• [DATA IN THIS EXERCISE]:
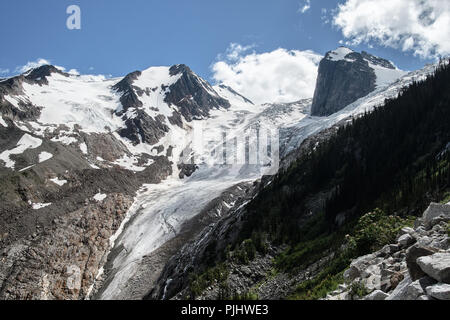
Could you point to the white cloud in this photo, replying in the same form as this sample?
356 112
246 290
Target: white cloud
305 6
73 72
277 76
32 64
41 62
418 26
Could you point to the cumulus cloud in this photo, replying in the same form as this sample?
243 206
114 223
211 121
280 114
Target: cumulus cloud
277 76
38 63
41 62
305 6
417 26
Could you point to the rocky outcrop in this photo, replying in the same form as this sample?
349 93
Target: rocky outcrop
417 267
193 96
344 77
64 260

• [TASK DIRECTIONS]:
Recast every line of the listing above as a Markdown table with the columns Row and Line, numbering the rows in order and skipping blank lines. Leave the pictures out of the answer.

• [ANSWER TO THIS TASK]:
| Row | Line |
|---|---|
| 1 | Could you point to the white cloud in this photo, replying in the same form as this sample? |
| 2 | 356 112 |
| 3 | 246 290 |
| 4 | Target: white cloud |
| 5 | 305 6 |
| 6 | 73 72 |
| 7 | 277 76 |
| 8 | 32 64 |
| 9 | 41 62 |
| 10 | 418 26 |
| 11 | Could you point to the cumulus cloud in this photo, replying in the same form as this sample? |
| 12 | 243 206 |
| 13 | 114 223 |
| 14 | 211 121 |
| 15 | 280 114 |
| 16 | Target: cumulus cloud |
| 17 | 277 76 |
| 18 | 38 63 |
| 19 | 41 62 |
| 20 | 305 6 |
| 21 | 417 26 |
| 22 | Could you point to the rocky outcrop in this photo, replying in the same form as this sample? |
| 23 | 349 93 |
| 24 | Target: rocky outcrop |
| 25 | 417 267 |
| 26 | 193 96 |
| 27 | 344 77 |
| 28 | 64 260 |